-- Opening Marker --

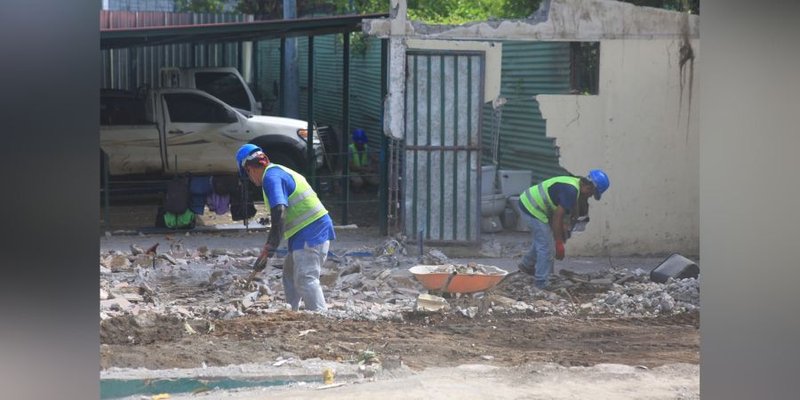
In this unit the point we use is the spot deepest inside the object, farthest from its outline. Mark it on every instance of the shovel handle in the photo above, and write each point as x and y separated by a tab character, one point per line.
447	282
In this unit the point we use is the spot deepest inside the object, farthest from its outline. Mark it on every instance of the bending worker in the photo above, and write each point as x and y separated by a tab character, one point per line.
544	207
362	168
297	215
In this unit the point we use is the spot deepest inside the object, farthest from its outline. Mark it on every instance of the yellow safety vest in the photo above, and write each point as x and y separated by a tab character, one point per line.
359	158
304	205
537	201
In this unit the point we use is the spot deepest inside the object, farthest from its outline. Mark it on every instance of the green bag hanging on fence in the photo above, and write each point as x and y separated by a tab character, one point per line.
178	221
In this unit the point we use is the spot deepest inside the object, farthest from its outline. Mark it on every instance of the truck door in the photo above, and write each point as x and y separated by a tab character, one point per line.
130	136
228	87
199	134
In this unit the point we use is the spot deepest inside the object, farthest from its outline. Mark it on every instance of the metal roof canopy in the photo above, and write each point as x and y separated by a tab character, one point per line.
230	32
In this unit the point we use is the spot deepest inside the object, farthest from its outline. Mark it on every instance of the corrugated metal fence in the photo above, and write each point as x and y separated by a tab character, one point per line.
365	81
529	68
132	68
442	146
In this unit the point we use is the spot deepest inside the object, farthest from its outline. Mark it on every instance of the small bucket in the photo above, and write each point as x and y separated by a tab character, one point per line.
675	266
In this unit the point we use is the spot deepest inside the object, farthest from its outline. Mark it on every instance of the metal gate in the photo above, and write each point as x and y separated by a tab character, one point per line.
444	92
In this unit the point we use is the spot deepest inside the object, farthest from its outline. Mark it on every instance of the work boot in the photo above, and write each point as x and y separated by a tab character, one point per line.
525	269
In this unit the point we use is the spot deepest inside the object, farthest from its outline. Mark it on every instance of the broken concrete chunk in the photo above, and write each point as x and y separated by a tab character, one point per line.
431	303
169	258
383	275
469	312
500	301
118	262
143	260
434	257
133	297
117	304
136	250
250	299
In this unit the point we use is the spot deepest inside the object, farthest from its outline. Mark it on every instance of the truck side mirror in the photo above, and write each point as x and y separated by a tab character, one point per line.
230	116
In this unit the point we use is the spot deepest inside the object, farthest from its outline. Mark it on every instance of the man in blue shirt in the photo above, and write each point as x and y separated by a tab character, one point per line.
544	207
297	215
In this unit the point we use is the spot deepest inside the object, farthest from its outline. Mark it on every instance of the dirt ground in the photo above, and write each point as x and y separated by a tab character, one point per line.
420	342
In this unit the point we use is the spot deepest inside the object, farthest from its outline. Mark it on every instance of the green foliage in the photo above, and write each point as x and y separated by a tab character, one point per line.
199	6
454	12
692	6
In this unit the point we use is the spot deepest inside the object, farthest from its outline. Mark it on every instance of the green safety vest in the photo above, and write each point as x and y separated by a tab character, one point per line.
537	201
359	158
304	205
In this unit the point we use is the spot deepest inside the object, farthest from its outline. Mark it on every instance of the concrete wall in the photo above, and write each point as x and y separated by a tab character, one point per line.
642	129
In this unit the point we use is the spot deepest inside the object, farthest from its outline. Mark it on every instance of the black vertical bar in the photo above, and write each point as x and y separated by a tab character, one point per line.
106	193
384	162
192	55
239	56
283	77
469	142
345	159
415	199
442	97
428	152
455	143
310	138
254	70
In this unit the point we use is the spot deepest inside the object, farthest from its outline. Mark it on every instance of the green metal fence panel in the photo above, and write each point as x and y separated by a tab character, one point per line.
529	68
366	102
442	146
268	75
132	68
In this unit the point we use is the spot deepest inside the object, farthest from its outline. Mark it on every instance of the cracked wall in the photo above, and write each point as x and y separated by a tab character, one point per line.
640	130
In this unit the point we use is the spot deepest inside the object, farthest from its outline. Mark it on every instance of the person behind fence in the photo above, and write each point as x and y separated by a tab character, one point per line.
297	215
362	165
544	207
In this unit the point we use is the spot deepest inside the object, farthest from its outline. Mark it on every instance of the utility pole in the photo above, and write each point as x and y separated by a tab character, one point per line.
290	82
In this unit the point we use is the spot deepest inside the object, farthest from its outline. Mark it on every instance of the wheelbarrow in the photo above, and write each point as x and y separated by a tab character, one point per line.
448	279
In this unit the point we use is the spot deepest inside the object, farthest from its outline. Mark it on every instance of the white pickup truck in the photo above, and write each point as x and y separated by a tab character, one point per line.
168	131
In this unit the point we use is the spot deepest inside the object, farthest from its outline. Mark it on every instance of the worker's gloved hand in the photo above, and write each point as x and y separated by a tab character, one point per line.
261	261
559	250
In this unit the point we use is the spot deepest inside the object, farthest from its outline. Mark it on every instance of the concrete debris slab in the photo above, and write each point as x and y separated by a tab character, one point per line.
249	299
434	257
168	258
117	262
212	284
136	250
431	303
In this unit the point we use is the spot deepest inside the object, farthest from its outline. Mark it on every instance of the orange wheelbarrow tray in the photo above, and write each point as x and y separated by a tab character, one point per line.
434	277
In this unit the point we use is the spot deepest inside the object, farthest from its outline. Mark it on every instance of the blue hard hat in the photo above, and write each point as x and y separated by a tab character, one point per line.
241	156
359	136
600	181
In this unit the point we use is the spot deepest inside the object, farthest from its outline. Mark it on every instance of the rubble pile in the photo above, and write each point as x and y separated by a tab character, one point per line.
206	284
649	298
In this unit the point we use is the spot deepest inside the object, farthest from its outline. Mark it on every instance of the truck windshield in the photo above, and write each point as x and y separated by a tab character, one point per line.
224	86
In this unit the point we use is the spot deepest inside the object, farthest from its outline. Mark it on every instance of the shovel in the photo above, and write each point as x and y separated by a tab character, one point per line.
259	262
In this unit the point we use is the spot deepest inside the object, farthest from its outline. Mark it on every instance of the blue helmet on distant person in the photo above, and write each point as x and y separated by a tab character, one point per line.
242	155
600	181
359	136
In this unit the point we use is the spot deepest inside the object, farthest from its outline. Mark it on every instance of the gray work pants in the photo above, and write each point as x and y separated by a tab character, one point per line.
301	277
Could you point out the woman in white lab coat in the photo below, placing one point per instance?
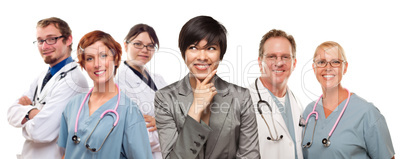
(137, 82)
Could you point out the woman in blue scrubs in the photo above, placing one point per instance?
(361, 132)
(137, 82)
(103, 123)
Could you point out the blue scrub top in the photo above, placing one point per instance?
(129, 139)
(361, 132)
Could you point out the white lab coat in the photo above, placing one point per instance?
(42, 131)
(139, 92)
(283, 148)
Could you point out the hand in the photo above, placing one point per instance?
(151, 122)
(24, 101)
(203, 95)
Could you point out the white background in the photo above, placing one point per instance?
(369, 32)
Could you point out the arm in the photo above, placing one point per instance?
(44, 127)
(135, 142)
(16, 113)
(175, 144)
(152, 133)
(377, 136)
(248, 142)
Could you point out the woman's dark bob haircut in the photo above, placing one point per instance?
(199, 28)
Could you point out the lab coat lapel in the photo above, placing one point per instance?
(296, 113)
(278, 119)
(220, 108)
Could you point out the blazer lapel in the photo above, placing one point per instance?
(220, 107)
(185, 95)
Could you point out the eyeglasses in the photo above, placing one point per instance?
(284, 58)
(149, 47)
(333, 63)
(49, 41)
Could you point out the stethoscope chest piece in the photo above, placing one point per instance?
(76, 139)
(326, 142)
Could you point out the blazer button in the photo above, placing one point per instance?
(202, 137)
(197, 144)
(194, 151)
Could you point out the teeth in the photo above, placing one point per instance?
(202, 66)
(328, 76)
(98, 73)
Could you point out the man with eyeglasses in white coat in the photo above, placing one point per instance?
(278, 110)
(38, 111)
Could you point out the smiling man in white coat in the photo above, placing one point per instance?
(278, 110)
(38, 111)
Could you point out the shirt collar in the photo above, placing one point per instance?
(57, 67)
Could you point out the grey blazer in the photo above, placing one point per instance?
(232, 130)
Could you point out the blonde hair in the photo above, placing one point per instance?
(330, 44)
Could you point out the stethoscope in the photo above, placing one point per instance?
(326, 142)
(41, 98)
(77, 139)
(272, 116)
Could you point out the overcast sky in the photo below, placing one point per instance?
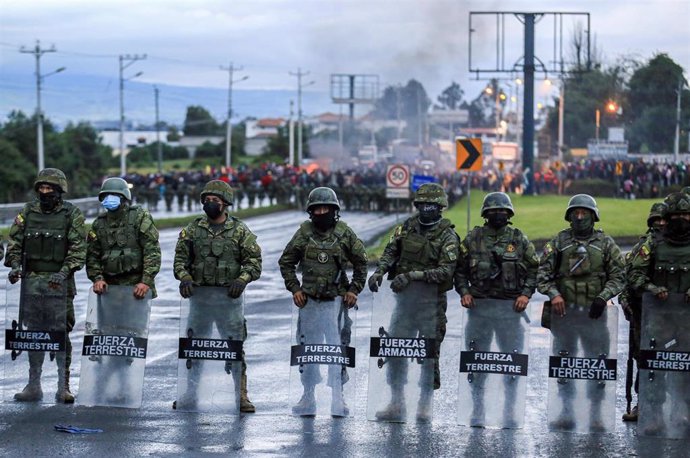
(186, 41)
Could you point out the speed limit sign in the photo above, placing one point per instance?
(398, 181)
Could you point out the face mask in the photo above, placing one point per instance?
(48, 200)
(582, 226)
(324, 221)
(678, 229)
(111, 202)
(213, 209)
(497, 220)
(429, 214)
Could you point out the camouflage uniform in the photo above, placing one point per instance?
(431, 250)
(659, 267)
(582, 268)
(498, 262)
(322, 256)
(53, 243)
(631, 301)
(218, 255)
(122, 245)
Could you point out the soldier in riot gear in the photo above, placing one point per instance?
(581, 266)
(498, 262)
(47, 245)
(423, 248)
(631, 303)
(218, 250)
(658, 266)
(122, 245)
(321, 247)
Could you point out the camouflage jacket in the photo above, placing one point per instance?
(579, 277)
(122, 248)
(75, 252)
(216, 257)
(433, 251)
(500, 264)
(330, 250)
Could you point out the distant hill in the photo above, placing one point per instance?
(75, 98)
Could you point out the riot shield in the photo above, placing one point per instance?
(493, 365)
(210, 353)
(402, 353)
(114, 352)
(582, 371)
(665, 367)
(35, 332)
(322, 359)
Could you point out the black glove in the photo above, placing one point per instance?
(375, 281)
(56, 280)
(186, 288)
(14, 275)
(236, 287)
(597, 308)
(400, 282)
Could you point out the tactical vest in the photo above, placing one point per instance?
(215, 256)
(417, 252)
(322, 263)
(497, 270)
(45, 238)
(119, 238)
(581, 273)
(671, 266)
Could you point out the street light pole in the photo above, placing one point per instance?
(228, 124)
(38, 52)
(299, 76)
(130, 60)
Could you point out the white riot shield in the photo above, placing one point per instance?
(493, 365)
(322, 360)
(113, 357)
(582, 371)
(403, 352)
(665, 367)
(210, 352)
(35, 335)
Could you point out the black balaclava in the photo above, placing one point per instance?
(429, 213)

-- Closing Marker --

WHAT THE TASK ASKS >> The requested output is the line holding "Could you point out the distant" and every line after it up to the last line of the listing, exactly, with nothing else.

SOLUTION >>
Could you point out the distant hill in the photo above, placing one point per instance?
(75, 98)
Could you point out the riot shield in the photo above, placing one point per instance?
(493, 365)
(210, 353)
(402, 353)
(114, 352)
(582, 371)
(665, 367)
(35, 332)
(322, 359)
Could you point out the black glove in the photo above, placing one point per instance?
(375, 281)
(56, 280)
(186, 288)
(14, 275)
(236, 287)
(597, 308)
(400, 282)
Could you point out the tactical vest in the photo above, placing one point per instance?
(215, 256)
(417, 252)
(322, 263)
(497, 270)
(45, 238)
(119, 238)
(581, 273)
(671, 266)
Could you point out the street light pole in the photo above, placing one point per instance?
(228, 124)
(38, 52)
(299, 76)
(130, 60)
Could you point out the white riot shield in the photo above, placing one point per instance?
(493, 365)
(322, 360)
(113, 357)
(582, 371)
(403, 352)
(665, 367)
(210, 352)
(35, 335)
Could you point out the black balaclava in the photo above, placing one point per instance?
(429, 213)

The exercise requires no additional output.